### The problem
Without including any pictures, reproduce the full listing exactly.

### Data in this exercise
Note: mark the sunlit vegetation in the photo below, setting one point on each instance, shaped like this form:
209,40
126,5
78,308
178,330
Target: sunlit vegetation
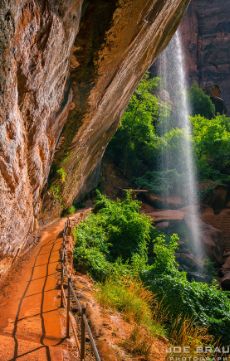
137,146
138,275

### Response for this exercise
Note: mark the sunlit vegetation in the photo below, setting one point on each instance, shaped like this form:
209,40
126,5
78,308
178,330
Target: sunlit vegetation
137,146
138,275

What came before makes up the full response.